Extract to read:
+--

The key issue here is whether Defendant can contest whether the Supply Agreement is a valid and enforceable agreement if the Supply Agreement limits Defendant's ability to reject purchase orders, as Plaintiff contends. If Defendant is right that that interpretation would render the contract unenforceable, then Plaintiff cannot establish its breach of contract action. That argument is therefore clearly a defense as it is a reason why Plaintiff should not prevail. General Order No. 17-08 required Defendant to disclose the Contingent Invalidity Defense.

2. Whether Sanctions Are Appropriate

While Defendant asserts it properly disclosed the Contingent Invalidity Defense under General Order No. 17-08, (Doc. 473 at 8-10), the Court finds that, even if Defendant did violate General Order No. 17-08, sanctions would not be just. The Court will therefore deny the Motion to Strike (Doc. 468).

A violation of General Order No. 17-08 is sanctionable under Federal Rule of Civil Procedure 37(b)(2). Gen. Order No. 17-08, at 4. Under Rule 37(b)(2), the court "may issue further just orders" for sanctionable conduct, including prohibiting a "disobedient party from supporting or opposing designated claims or defenses." Fed. R. Civ. P. 37(b)(2)(A)(ii). An order sanctioning a party under Rule 37(b)(2) must be "just." Id.; Navellier v. Sletten, 262 F.3d 923, 947 (9th Cir. 2001). The court is not required to order sanctions even where the court has the authority to do so under Rule 37(b)(2). See Fed. R. Civ. P. 37(b)(2)(A) (providing that the court "may" issue a sanction for failure to obey a discovery order); Fontana Prods. Inc. v. Spartech Plastics Corp., 6 F. App'x 591, 594 (9th Cir. 2001) (stating that Rule 37(b)(2) grants district courts "broad discretion" on whether to order sanctions and how to shape them).

As noted above, General Order No. 17-08 requires: "For each of your claims or defenses, state the facts relevant to it and the legal theories upon which it is based." Gen. Order No. 17-08, at 5. In response, both parties incorporated the pleadings and briefly elaborated on their claims and defenses. (Doc. 419-2 at 17-21; Doc. 468-1 at 10).

Neither party offered a thorough exposé of the legal theories in support of their claims and defenses as it relates to Plaintiff's breach of contract claim. The Second Amended Complaint alleges that "[Defendant] has further breached the Supply Agreement by refusing to accept new purchase orders from [Plaintiff], in violation of, inter alia, §§ 2.0, 4.15 and 6.2 of the Supply Agreement." (Doc. 59 at 31). Plaintiff asserted in its mandatory initial discovery responses that Defendant breached the Supply Agreement by "refusing to accept new purchase orders from [Plaintiff]." (Doc. 419-2 at 18). Defendant denied all of Plaintiff's breach of contract allegations. (Doc. 60 at 49-54).

+--

Extracted material:
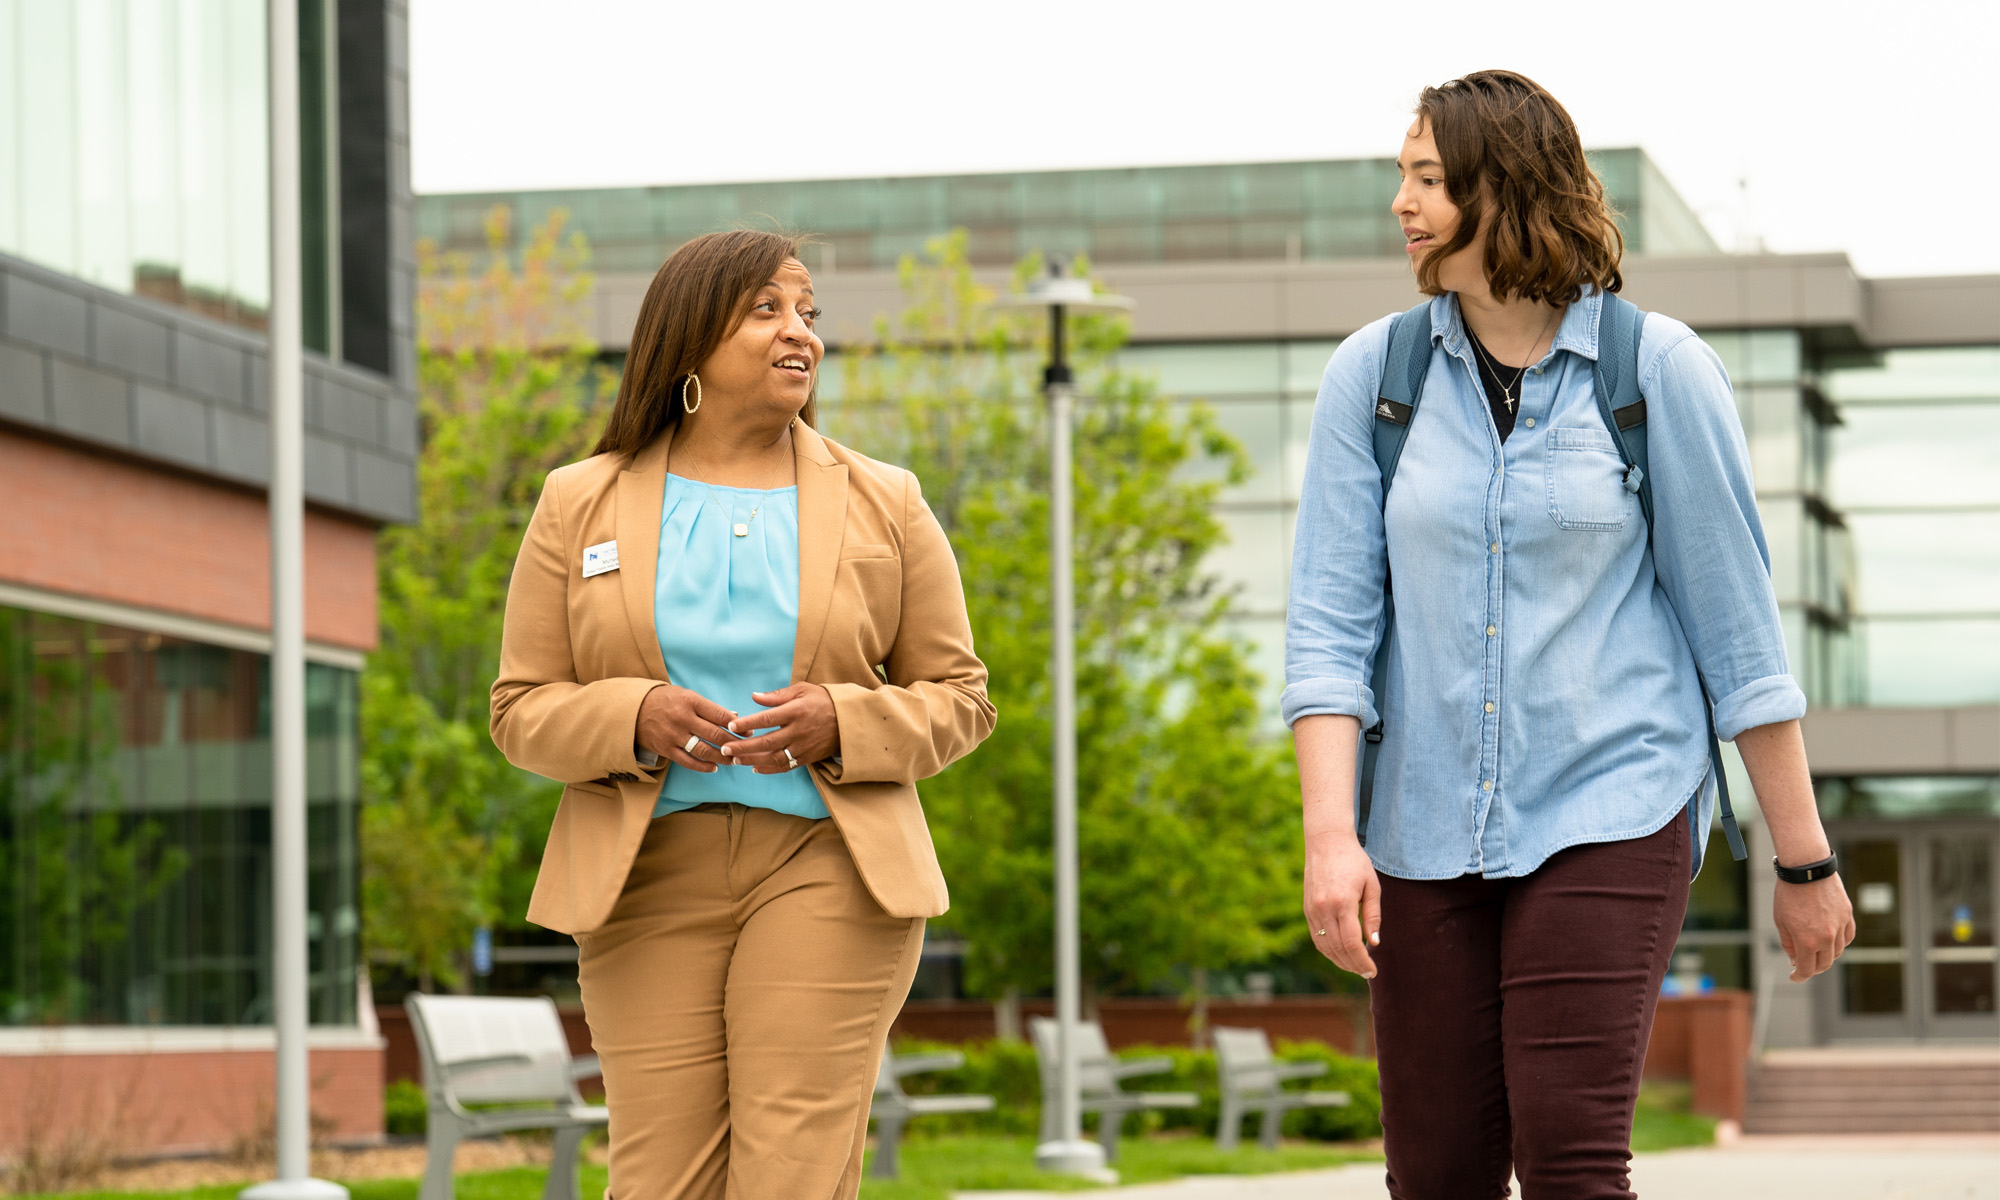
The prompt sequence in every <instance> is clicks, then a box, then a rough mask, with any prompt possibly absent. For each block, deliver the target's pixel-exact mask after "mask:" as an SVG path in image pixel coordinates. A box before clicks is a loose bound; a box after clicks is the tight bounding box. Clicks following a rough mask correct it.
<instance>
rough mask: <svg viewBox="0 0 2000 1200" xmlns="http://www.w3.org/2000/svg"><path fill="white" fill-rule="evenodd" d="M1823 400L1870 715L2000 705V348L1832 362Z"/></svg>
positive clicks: (1826, 370)
mask: <svg viewBox="0 0 2000 1200" xmlns="http://www.w3.org/2000/svg"><path fill="white" fill-rule="evenodd" d="M1820 386H1822V388H1824V394H1826V398H1828V400H1830V402H1832V404H1834V406H1836V408H1838V412H1840V424H1838V428H1834V430H1832V434H1830V448H1828V462H1826V472H1828V474H1826V492H1828V500H1830V502H1832V504H1834V506H1836V508H1838V510H1840V512H1842V514H1844V518H1846V524H1848V528H1850V530H1852V554H1854V558H1856V562H1858V584H1860V586H1858V592H1856V628H1858V634H1856V644H1858V652H1856V674H1854V688H1856V692H1858V694H1856V702H1864V704H1876V706H1912V704H1914V706H1950V704H2000V346H1950V348H1910V350H1888V352H1884V354H1878V356H1870V358H1866V360H1860V362H1852V360H1848V362H1844V360H1832V362H1830V364H1828V366H1826V370H1824V372H1822V374H1820Z"/></svg>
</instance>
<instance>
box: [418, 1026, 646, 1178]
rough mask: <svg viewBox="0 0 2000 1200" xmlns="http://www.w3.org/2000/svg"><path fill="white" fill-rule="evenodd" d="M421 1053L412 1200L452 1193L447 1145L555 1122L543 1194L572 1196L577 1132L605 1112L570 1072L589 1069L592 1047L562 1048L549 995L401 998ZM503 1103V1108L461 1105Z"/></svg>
mask: <svg viewBox="0 0 2000 1200" xmlns="http://www.w3.org/2000/svg"><path fill="white" fill-rule="evenodd" d="M404 1012H408V1014H410V1028H412V1030H414V1032H416V1048H418V1054H420V1056H422V1060H424V1098H426V1100H428V1110H430V1114H428V1116H430V1124H428V1134H426V1150H428V1160H426V1162H424V1184H422V1188H420V1190H418V1200H452V1152H454V1150H458V1142H462V1140H464V1138H478V1136H486V1134H502V1132H512V1130H554V1134H556V1152H554V1158H550V1164H548V1184H546V1186H544V1188H542V1200H580V1198H578V1182H576V1166H578V1152H580V1150H582V1144H584V1136H586V1134H588V1132H590V1130H596V1128H604V1124H606V1122H608V1120H610V1110H606V1108H604V1106H598V1104H584V1098H582V1094H580V1092H578V1090H576V1080H584V1078H590V1076H594V1074H598V1058H596V1054H586V1056H584V1058H572V1056H570V1040H568V1038H566V1036H564V1034H562V1018H560V1016H558V1014H556V1002H554V1000H550V998H548V996H536V998H526V1000H514V998H506V996H424V994H420V992H412V994H410V996H408V998H406V1000H404ZM470 1104H506V1106H508V1108H468V1106H470Z"/></svg>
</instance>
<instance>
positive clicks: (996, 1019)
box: [994, 986, 1020, 1042]
mask: <svg viewBox="0 0 2000 1200" xmlns="http://www.w3.org/2000/svg"><path fill="white" fill-rule="evenodd" d="M994 1038H1000V1040H1002V1042H1020V988H1012V986H1010V988H1006V990H1004V992H1000V998H998V1000H994Z"/></svg>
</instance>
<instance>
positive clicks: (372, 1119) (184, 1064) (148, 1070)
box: [0, 1048, 382, 1158]
mask: <svg viewBox="0 0 2000 1200" xmlns="http://www.w3.org/2000/svg"><path fill="white" fill-rule="evenodd" d="M272 1060H274V1056H272V1052H270V1050H268V1048H264V1050H176V1052H114V1054H0V1158H16V1156H20V1154H22V1152H24V1150H26V1148H30V1146H36V1144H40V1146H44V1148H46V1146H60V1144H64V1142H70V1144H84V1146H90V1148H92V1150H104V1152H110V1154H118V1156H146V1154H180V1152H226V1150H232V1148H234V1146H238V1144H240V1142H246V1140H254V1138H258V1136H260V1134H262V1132H266V1128H268V1124H270V1120H272V1116H270V1114H272V1102H274V1088H276V1084H274V1076H272ZM310 1076H312V1122H314V1138H320V1140H340V1142H364V1140H372V1138H380V1136H382V1050H380V1048H374V1050H368V1048H338V1050H314V1052H312V1058H310Z"/></svg>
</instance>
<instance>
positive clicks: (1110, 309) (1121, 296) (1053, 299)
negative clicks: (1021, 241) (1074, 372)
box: [994, 260, 1132, 388]
mask: <svg viewBox="0 0 2000 1200" xmlns="http://www.w3.org/2000/svg"><path fill="white" fill-rule="evenodd" d="M994 308H1048V370H1044V372H1042V384H1044V388H1052V386H1056V384H1068V382H1070V364H1068V362H1066V360H1064V356H1062V318H1064V314H1066V312H1068V310H1072V308H1074V310H1080V312H1120V310H1130V308H1132V298H1130V296H1112V294H1100V292H1098V290H1096V288H1094V286H1092V284H1090V280H1080V278H1074V276H1066V274H1062V262H1060V260H1054V262H1050V264H1048V274H1042V276H1034V278H1030V280H1028V290H1026V292H1008V294H1002V296H996V298H994Z"/></svg>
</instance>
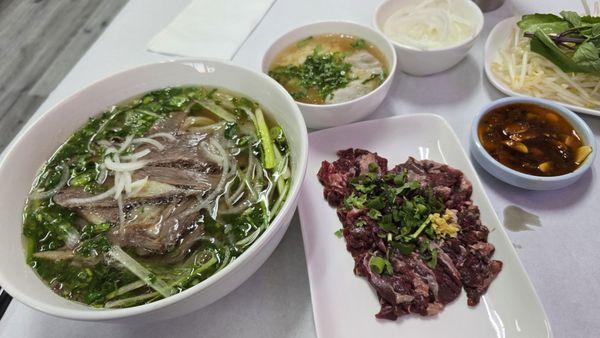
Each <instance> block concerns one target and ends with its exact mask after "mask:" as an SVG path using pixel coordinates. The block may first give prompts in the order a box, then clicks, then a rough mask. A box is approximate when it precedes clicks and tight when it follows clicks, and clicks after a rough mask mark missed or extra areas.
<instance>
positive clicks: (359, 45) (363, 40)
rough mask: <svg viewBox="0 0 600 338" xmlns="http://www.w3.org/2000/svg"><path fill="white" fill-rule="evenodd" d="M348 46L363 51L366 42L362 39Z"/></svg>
mask: <svg viewBox="0 0 600 338" xmlns="http://www.w3.org/2000/svg"><path fill="white" fill-rule="evenodd" d="M350 46H351V47H352V48H354V49H364V48H367V42H366V41H365V40H364V39H355V40H354V42H352V44H351V45H350Z"/></svg>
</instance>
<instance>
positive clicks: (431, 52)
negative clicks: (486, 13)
mask: <svg viewBox="0 0 600 338" xmlns="http://www.w3.org/2000/svg"><path fill="white" fill-rule="evenodd" d="M421 2H422V0H387V1H384V2H383V3H382V4H380V5H379V6H378V7H377V9H376V10H375V14H374V15H373V25H374V26H375V28H376V29H377V30H378V31H379V32H381V33H382V34H383V25H384V24H385V22H386V21H387V19H388V18H389V17H390V16H391V15H392V14H393V13H394V12H396V11H397V10H399V9H401V8H404V7H406V6H414V5H417V4H419V3H421ZM454 6H455V8H456V13H457V14H458V15H460V16H461V17H462V18H463V19H465V20H467V21H469V22H471V23H472V24H473V26H474V28H475V31H474V33H473V35H472V36H471V38H469V39H467V40H465V41H463V42H461V43H458V44H455V45H451V46H448V47H444V48H435V49H428V50H423V49H419V48H415V47H412V46H408V45H404V44H400V43H398V42H395V41H392V44H393V45H394V47H396V51H397V52H398V64H399V67H400V70H402V71H403V72H405V73H408V74H411V75H415V76H426V75H431V74H435V73H439V72H443V71H445V70H448V69H450V68H452V67H454V66H455V65H456V64H457V63H459V62H460V61H461V60H462V59H464V58H465V57H466V56H467V54H468V53H469V50H471V47H473V44H474V43H475V40H476V39H477V37H478V36H479V34H481V30H482V29H483V13H482V12H481V9H479V7H477V5H476V4H475V3H474V2H473V1H471V0H454ZM390 40H391V39H390Z"/></svg>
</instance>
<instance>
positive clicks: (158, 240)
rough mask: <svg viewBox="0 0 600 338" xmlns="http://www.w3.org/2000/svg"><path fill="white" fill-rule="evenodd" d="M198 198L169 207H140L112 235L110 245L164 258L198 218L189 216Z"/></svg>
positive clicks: (128, 217) (173, 202)
mask: <svg viewBox="0 0 600 338" xmlns="http://www.w3.org/2000/svg"><path fill="white" fill-rule="evenodd" d="M194 203H197V201H196V199H195V198H186V199H183V200H177V201H174V202H172V203H169V204H159V205H141V206H137V207H136V208H134V209H133V210H132V211H131V212H129V213H128V216H127V219H126V221H125V222H124V223H123V224H121V225H120V226H118V227H115V228H113V229H112V230H111V232H110V233H109V240H110V241H111V243H113V244H116V245H119V246H122V247H131V248H135V249H136V251H137V253H138V254H140V255H148V254H164V253H167V252H168V251H170V250H171V249H172V248H173V247H174V246H175V245H176V244H177V242H178V241H179V240H180V239H181V238H182V237H183V236H184V235H185V234H186V233H187V232H189V231H190V230H191V228H190V227H191V226H192V225H193V224H195V221H196V220H197V218H198V217H197V216H198V215H197V214H190V213H186V211H187V210H188V209H189V208H191V207H192V206H193V205H194Z"/></svg>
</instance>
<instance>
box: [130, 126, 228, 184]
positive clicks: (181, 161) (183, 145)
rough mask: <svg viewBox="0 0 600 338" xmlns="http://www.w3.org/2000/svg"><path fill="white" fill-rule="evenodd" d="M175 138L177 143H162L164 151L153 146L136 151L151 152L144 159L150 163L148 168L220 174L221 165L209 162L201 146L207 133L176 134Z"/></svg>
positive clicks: (139, 147)
mask: <svg viewBox="0 0 600 338" xmlns="http://www.w3.org/2000/svg"><path fill="white" fill-rule="evenodd" d="M175 137H176V140H175V141H170V140H165V141H161V143H162V144H163V145H164V146H165V148H164V149H162V150H158V149H156V148H154V146H152V145H144V146H142V147H139V149H136V151H138V150H143V149H150V150H151V152H150V154H148V155H146V156H144V158H143V160H144V161H146V162H148V166H154V167H172V168H180V169H194V170H197V171H199V172H202V173H205V174H216V173H219V172H220V167H219V165H218V164H216V163H214V162H211V161H210V160H208V159H207V157H206V154H205V153H204V151H203V149H202V147H201V146H200V144H201V143H202V142H203V141H204V140H206V138H207V134H206V133H186V134H176V135H175Z"/></svg>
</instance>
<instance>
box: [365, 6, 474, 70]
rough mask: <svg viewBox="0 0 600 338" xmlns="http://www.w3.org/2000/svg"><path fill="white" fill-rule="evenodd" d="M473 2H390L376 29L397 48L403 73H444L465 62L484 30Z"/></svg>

+--

What you need to do:
[a] In the court opinion on the Motion to Strike, under which federal rule is a violation of General Order No. 17-08 sanctionable?
[b] Carry the court opinion on the Motion to Strike forward from its last sentence.

Response list:
[a] Federal Rule of Civil Procedure 37(b)(2)

[b]
It appears Defendant did not expressly articulate the Contingent Invalidity Defense until summary judgment when Plaintiff responded to Defendant's assertion that "there is no express limitation as to [Defendant]'s ability to reject purchase order[s] placed by [Plaintiff]." (Doc. 308 at 16). Plaintiff asserted, in response, that Defendant does not have "an unfettered right to reject purchases orders from [Plaintiff]." (Id.). It seems that this exchange was the first time the parties disputed whether the Supply Agreement's provisions allow Defendant to reject any purchase order for any reason.

To the extent Defendant violated General Order No. 17-08's requirement that it provide the legal theories underlying its defenses, the Court finds that striking any legal theory that is consistent with the pleadings would be unjust. See Fed. R. Civ. P. 37(b)(2)(A). Plaintiff states that it does not "seek[] to preclude [Defendant] from asserting at trial that it was free to reject [Plaintiff]'s purchase orders," but rather, "if the jury does not accept this interpretation, [Defendant] should not be able to argue the Supply Agreement is therefore unenforceable." (Doc. 476 at 8 n.2); see Fed. R. Civ. P. 37(b)(2)(A)(ii). If the Court were to grant Plaintiff's requested sanction, the Court would not only preclude the Contingent Invalidity Defense but it would also effectively preclude Defendant from introducing evidence in support of the Contingent Invalidity Defense. See Sarytchev v. Korolev, No. 12-CV-02284-NJV, 2013 WL 6138969, at *5 (N.D. Cal. Nov. 21, 2013).

"Evidentiary preclusion is a harsh sanction that generally is not imposed where the failure to provide discovery was either substantially justified or harmless." Rooney v. Sierra Pac. Windows, No. 10-CV-00905-LHK, 2011 WL 2149097, at *3 (N.D. Cal. June 1, 2011) (citations omitted) (denying request to preclude evidence under Rule 37(b)(2)(A)(ii)). A sanction is "particularly harsh" when it disposes of an issue. See R & R Sails, Inc. v. Ins. Co. of Pa., 673 F.3d 1240, 1247 (9th Cir. 2012) ("[T]he sanction was particularly harsh, because it dealt a fatal blow not only to [Plaintiff]'s entire Brandt fees claim but also its request for punitive damages."); see Sarytchev, 2013 WL 6138969, at *5 (describing sanction that precluded an argument under Rule 37(b)(2)(A)(ii) as "severe"). Plaintiff seeks the "particularly harsh" sanction of precluding Defendant from offering argument and evidence in support of the Contingent Invalidity Defense. (See Doc. 468 at 7 (noting that violation of General Order No. 17-08 can result in the sanction of "prohibiting the disobedient party from supporting or opposing designated claims or defenses" (quoting Fed. R. Civ. P. 37(b)(2)(A)(ii)))).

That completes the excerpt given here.